§ **Requirements**
Rewrite the rows starting at the line containing "Rapid-fire question: Look at the image and locate the guardrail." and ending at the line containing "[203,127,400,222]", with "rocky cliff" changed to "sea cliff" and everything else unchanged.

§ **Listed entries**
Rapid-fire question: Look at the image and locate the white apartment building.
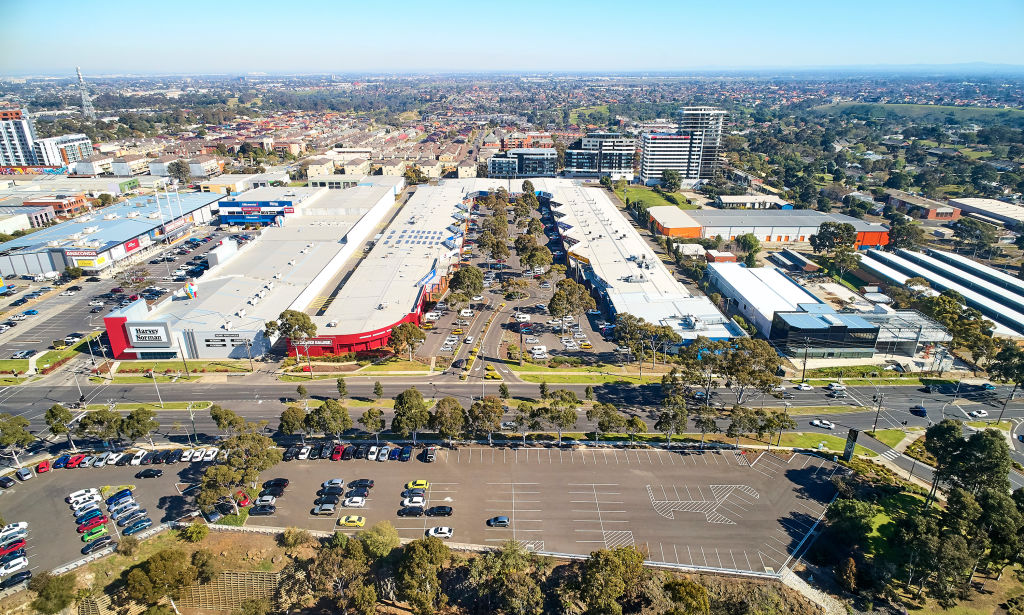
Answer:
[35,134,92,167]
[640,106,726,185]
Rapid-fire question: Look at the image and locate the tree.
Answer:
[278,405,306,442]
[77,408,124,443]
[43,403,78,450]
[123,406,160,446]
[449,267,483,297]
[359,408,384,444]
[390,322,427,361]
[210,404,246,434]
[391,387,430,445]
[124,548,198,605]
[395,537,450,615]
[167,161,191,184]
[466,395,505,444]
[428,396,466,446]
[662,169,683,192]
[356,521,401,560]
[263,310,316,345]
[29,570,76,615]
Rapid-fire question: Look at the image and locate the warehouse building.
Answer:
[0,193,219,276]
[103,186,394,359]
[647,205,889,249]
[860,250,1024,337]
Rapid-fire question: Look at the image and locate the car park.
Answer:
[427,526,455,540]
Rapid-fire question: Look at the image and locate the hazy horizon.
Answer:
[0,0,1024,77]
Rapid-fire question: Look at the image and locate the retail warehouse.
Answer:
[647,206,889,249]
[104,180,395,359]
[860,250,1024,337]
[0,192,220,276]
[708,263,952,358]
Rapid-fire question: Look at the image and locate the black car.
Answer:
[259,485,285,497]
[346,487,370,497]
[82,536,114,556]
[0,570,32,589]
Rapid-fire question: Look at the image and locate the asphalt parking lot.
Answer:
[248,447,836,572]
[0,464,206,574]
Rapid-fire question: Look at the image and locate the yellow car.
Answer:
[338,515,367,527]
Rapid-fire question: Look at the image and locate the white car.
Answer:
[0,556,29,575]
[65,487,99,502]
[427,526,455,540]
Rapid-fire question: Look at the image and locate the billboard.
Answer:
[125,322,171,348]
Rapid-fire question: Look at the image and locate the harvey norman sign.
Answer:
[125,322,171,348]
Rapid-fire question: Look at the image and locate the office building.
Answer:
[0,108,39,167]
[35,134,92,167]
[487,147,558,178]
[565,132,637,181]
[640,106,726,185]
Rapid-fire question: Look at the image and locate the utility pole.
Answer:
[871,393,886,434]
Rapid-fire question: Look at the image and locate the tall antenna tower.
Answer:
[75,67,96,122]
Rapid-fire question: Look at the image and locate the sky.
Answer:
[0,0,1024,76]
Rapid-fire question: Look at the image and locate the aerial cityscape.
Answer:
[0,0,1024,615]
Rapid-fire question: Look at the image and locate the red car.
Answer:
[0,540,25,557]
[78,515,109,534]
[67,454,85,468]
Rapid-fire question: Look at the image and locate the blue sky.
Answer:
[0,0,1024,75]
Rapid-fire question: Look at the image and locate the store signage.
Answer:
[125,322,171,348]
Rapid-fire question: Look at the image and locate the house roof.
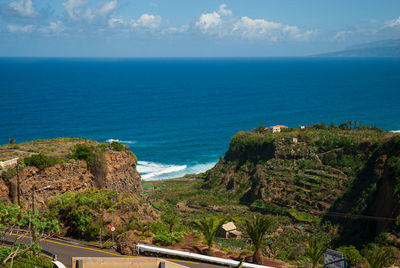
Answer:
[230,230,242,236]
[222,222,236,232]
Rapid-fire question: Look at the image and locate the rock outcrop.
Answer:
[0,151,142,207]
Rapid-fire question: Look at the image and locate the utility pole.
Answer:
[31,185,36,256]
[17,159,21,206]
[99,227,103,248]
[111,181,114,248]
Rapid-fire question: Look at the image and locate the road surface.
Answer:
[4,232,224,268]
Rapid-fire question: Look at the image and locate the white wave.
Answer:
[137,161,187,180]
[137,161,215,180]
[106,139,136,144]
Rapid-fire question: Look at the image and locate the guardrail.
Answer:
[136,244,273,268]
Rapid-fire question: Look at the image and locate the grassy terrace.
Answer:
[0,138,98,161]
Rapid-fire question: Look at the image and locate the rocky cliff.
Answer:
[0,140,142,207]
[203,127,400,222]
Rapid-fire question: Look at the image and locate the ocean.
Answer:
[0,58,400,180]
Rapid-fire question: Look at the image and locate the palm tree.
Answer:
[194,217,226,254]
[367,247,396,268]
[246,216,275,264]
[306,239,326,268]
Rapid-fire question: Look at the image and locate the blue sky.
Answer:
[0,0,400,57]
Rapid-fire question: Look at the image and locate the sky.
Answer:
[0,0,400,57]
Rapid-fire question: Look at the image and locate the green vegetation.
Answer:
[194,217,226,251]
[366,247,396,268]
[47,189,153,240]
[72,144,93,166]
[111,141,125,151]
[306,239,326,268]
[24,153,65,169]
[0,247,53,268]
[48,190,116,239]
[0,202,60,267]
[246,216,275,264]
[337,246,364,268]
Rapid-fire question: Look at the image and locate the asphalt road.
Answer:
[4,232,223,268]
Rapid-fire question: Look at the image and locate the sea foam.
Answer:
[137,161,215,180]
[106,139,136,144]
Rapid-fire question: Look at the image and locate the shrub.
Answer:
[97,142,110,152]
[48,190,112,239]
[337,246,364,268]
[1,167,17,180]
[24,153,62,169]
[288,244,306,260]
[111,141,125,151]
[128,151,137,164]
[72,144,93,165]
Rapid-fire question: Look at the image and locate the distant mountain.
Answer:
[315,39,400,57]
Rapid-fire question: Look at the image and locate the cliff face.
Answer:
[203,128,399,220]
[0,151,142,206]
[331,136,400,241]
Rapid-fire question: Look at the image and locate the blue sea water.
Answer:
[0,58,400,180]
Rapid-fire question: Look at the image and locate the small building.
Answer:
[0,157,18,168]
[264,125,288,133]
[282,137,299,143]
[222,222,242,239]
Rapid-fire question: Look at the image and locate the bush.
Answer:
[111,141,125,151]
[24,153,63,169]
[48,190,112,239]
[288,244,306,260]
[72,144,93,166]
[1,167,17,180]
[128,151,137,164]
[337,246,364,268]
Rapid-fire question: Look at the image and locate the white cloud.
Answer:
[63,0,118,24]
[196,12,223,33]
[97,0,118,16]
[62,0,88,20]
[162,24,190,33]
[218,4,232,16]
[108,18,127,28]
[133,14,162,29]
[232,17,314,41]
[8,0,38,17]
[333,31,353,41]
[7,24,35,33]
[385,17,400,28]
[39,20,64,34]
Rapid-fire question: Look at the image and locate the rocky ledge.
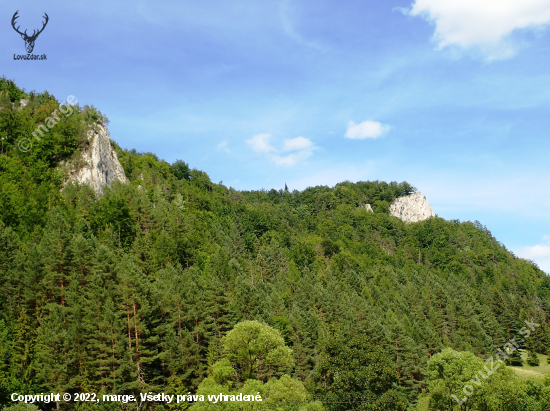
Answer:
[63,124,128,195]
[390,192,435,223]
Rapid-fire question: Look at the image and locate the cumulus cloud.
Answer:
[246,133,317,167]
[283,136,313,151]
[346,120,390,140]
[408,0,550,59]
[246,133,275,153]
[516,244,550,273]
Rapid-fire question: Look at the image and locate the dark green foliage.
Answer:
[312,331,407,411]
[527,350,540,367]
[0,76,28,103]
[170,160,191,180]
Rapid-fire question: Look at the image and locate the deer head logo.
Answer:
[11,10,49,53]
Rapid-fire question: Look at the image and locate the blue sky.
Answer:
[0,0,550,273]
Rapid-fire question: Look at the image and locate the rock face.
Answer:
[390,193,435,223]
[67,124,128,195]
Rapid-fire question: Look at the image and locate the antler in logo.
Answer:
[11,10,50,53]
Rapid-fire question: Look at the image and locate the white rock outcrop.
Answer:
[67,124,128,195]
[390,192,435,223]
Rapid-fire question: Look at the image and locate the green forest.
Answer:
[0,78,550,411]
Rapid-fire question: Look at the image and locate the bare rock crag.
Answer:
[67,124,128,195]
[390,192,435,223]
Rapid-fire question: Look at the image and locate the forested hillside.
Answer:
[0,78,550,410]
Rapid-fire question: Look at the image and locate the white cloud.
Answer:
[246,133,275,153]
[516,244,550,273]
[246,133,317,167]
[283,136,313,151]
[408,0,550,59]
[346,120,390,140]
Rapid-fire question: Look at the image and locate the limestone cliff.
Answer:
[390,193,435,223]
[66,124,128,195]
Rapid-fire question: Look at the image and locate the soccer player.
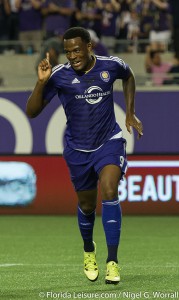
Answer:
[26,27,143,284]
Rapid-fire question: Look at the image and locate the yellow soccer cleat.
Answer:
[84,242,99,281]
[105,261,120,284]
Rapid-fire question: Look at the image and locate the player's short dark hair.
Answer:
[63,27,91,43]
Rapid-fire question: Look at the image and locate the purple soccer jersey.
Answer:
[43,56,130,151]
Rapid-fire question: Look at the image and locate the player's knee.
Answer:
[80,203,96,215]
[101,182,117,200]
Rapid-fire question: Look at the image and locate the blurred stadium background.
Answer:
[0,1,179,300]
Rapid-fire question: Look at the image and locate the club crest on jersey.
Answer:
[100,71,110,82]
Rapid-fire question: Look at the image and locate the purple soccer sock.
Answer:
[78,206,95,252]
[102,198,122,262]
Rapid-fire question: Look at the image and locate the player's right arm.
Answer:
[26,53,52,118]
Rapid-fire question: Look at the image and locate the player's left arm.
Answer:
[122,69,143,139]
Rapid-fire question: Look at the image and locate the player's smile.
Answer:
[64,37,94,72]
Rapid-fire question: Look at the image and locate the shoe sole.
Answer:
[87,274,99,282]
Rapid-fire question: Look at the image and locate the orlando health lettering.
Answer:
[118,161,179,202]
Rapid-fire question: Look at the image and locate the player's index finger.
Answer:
[46,52,49,62]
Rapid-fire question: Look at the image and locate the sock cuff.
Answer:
[102,197,120,205]
[78,205,96,216]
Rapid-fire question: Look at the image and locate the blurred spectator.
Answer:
[145,46,171,86]
[41,0,75,39]
[19,0,43,54]
[97,0,121,51]
[149,0,171,51]
[127,9,139,52]
[136,0,153,53]
[7,0,21,53]
[75,0,102,37]
[163,53,179,84]
[0,0,10,53]
[35,37,63,71]
[115,0,132,52]
[88,29,109,56]
[169,0,179,54]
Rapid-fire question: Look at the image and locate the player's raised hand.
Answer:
[38,52,52,83]
[126,114,143,139]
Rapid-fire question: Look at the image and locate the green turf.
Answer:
[0,216,179,300]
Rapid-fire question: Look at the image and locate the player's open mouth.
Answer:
[72,61,81,67]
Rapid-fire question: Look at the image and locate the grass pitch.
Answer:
[0,216,179,300]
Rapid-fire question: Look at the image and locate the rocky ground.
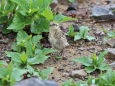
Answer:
[0,0,115,83]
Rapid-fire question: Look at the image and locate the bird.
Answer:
[48,22,69,56]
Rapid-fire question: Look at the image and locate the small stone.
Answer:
[106,38,115,47]
[106,48,115,60]
[14,78,59,86]
[70,69,87,78]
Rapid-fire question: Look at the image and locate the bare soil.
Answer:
[0,0,115,83]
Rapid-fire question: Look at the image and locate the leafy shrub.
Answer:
[74,51,110,73]
[105,31,115,40]
[0,61,53,86]
[0,0,73,34]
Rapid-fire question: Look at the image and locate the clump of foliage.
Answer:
[62,70,115,86]
[105,31,115,40]
[0,0,73,34]
[67,25,95,41]
[0,60,53,86]
[100,28,115,40]
[69,0,76,3]
[74,51,110,73]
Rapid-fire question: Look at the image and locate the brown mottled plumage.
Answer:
[49,22,69,50]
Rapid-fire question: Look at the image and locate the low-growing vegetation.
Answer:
[67,25,95,41]
[0,0,115,86]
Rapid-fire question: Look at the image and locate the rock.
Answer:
[106,48,115,60]
[106,38,115,48]
[91,4,115,21]
[14,78,59,86]
[70,69,87,78]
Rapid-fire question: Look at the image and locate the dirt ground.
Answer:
[0,0,115,83]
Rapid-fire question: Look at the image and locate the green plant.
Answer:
[0,61,53,86]
[66,25,77,37]
[87,70,115,86]
[0,0,73,34]
[74,51,110,73]
[0,62,18,86]
[62,79,77,86]
[66,25,95,41]
[69,0,76,3]
[104,31,115,40]
[74,26,95,41]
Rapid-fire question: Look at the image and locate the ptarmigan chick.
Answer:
[49,22,69,55]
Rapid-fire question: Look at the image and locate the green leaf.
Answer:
[85,66,96,73]
[16,31,28,46]
[32,35,42,45]
[40,67,54,80]
[86,36,95,41]
[74,57,92,66]
[98,51,108,58]
[0,67,8,79]
[7,13,32,31]
[6,52,21,63]
[62,79,73,86]
[24,40,33,57]
[42,9,53,20]
[31,17,50,34]
[0,60,7,67]
[12,42,21,52]
[13,68,27,81]
[99,63,111,70]
[67,25,77,37]
[54,14,76,23]
[20,53,28,64]
[107,31,115,37]
[74,34,82,41]
[28,55,49,65]
[0,16,8,24]
[80,26,89,39]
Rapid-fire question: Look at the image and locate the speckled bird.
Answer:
[49,22,69,55]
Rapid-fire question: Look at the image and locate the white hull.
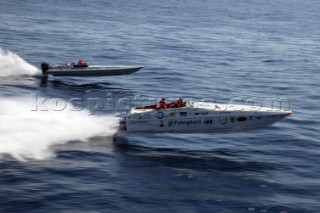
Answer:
[46,66,143,76]
[41,62,143,77]
[125,102,292,132]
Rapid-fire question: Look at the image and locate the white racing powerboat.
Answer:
[120,101,292,132]
[41,62,143,76]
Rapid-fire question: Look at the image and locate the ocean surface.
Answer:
[0,0,320,213]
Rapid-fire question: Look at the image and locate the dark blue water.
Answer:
[0,0,320,213]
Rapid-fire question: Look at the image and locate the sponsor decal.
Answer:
[138,114,152,119]
[129,121,149,124]
[218,118,228,124]
[157,112,164,119]
[180,112,188,117]
[167,112,176,118]
[203,119,214,125]
[237,117,248,122]
[266,115,278,118]
[168,119,201,127]
[220,112,231,115]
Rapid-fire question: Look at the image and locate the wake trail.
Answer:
[0,97,119,161]
[0,47,39,76]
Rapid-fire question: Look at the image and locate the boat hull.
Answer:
[45,66,143,77]
[125,102,292,132]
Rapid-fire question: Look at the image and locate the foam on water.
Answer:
[0,48,39,76]
[0,97,118,161]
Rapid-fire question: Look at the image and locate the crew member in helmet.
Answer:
[174,98,182,108]
[157,98,167,109]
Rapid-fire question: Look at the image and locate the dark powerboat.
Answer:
[41,62,143,77]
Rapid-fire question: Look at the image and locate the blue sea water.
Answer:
[0,0,320,213]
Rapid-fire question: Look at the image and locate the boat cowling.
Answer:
[41,62,49,73]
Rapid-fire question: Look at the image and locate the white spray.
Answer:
[0,97,119,160]
[0,48,39,76]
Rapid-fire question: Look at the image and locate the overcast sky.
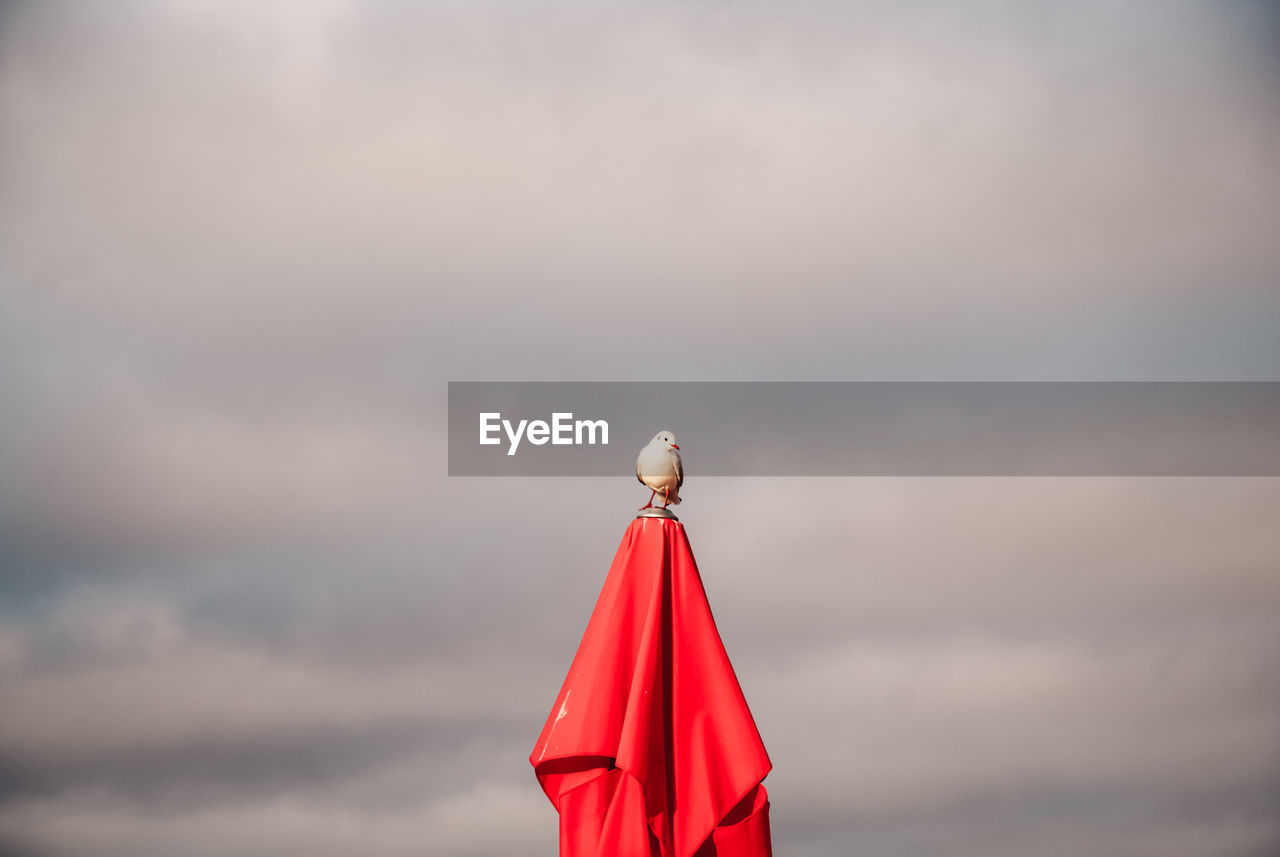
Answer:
[0,0,1280,857]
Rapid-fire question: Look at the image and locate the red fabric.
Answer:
[530,518,772,857]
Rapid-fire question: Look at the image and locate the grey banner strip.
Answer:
[449,381,1280,476]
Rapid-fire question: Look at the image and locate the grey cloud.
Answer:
[0,3,1280,857]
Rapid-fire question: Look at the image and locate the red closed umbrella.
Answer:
[530,517,772,857]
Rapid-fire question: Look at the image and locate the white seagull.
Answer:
[636,431,685,512]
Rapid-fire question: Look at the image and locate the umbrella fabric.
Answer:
[530,518,772,857]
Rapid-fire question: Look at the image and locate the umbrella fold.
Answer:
[530,518,771,857]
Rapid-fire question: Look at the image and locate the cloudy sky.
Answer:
[0,0,1280,857]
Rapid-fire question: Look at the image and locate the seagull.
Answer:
[636,431,685,512]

§ **The result**
Rapid-fire question: Look at the image and locate the guardrail.
Answer:
[136,244,273,268]
Rapid-fire question: Look at the image and locate the grassy terrace.
Answer:
[0,138,98,161]
Rapid-fire question: Look at the image and locate the sea cliff.
Answer:
[0,140,142,207]
[203,127,400,222]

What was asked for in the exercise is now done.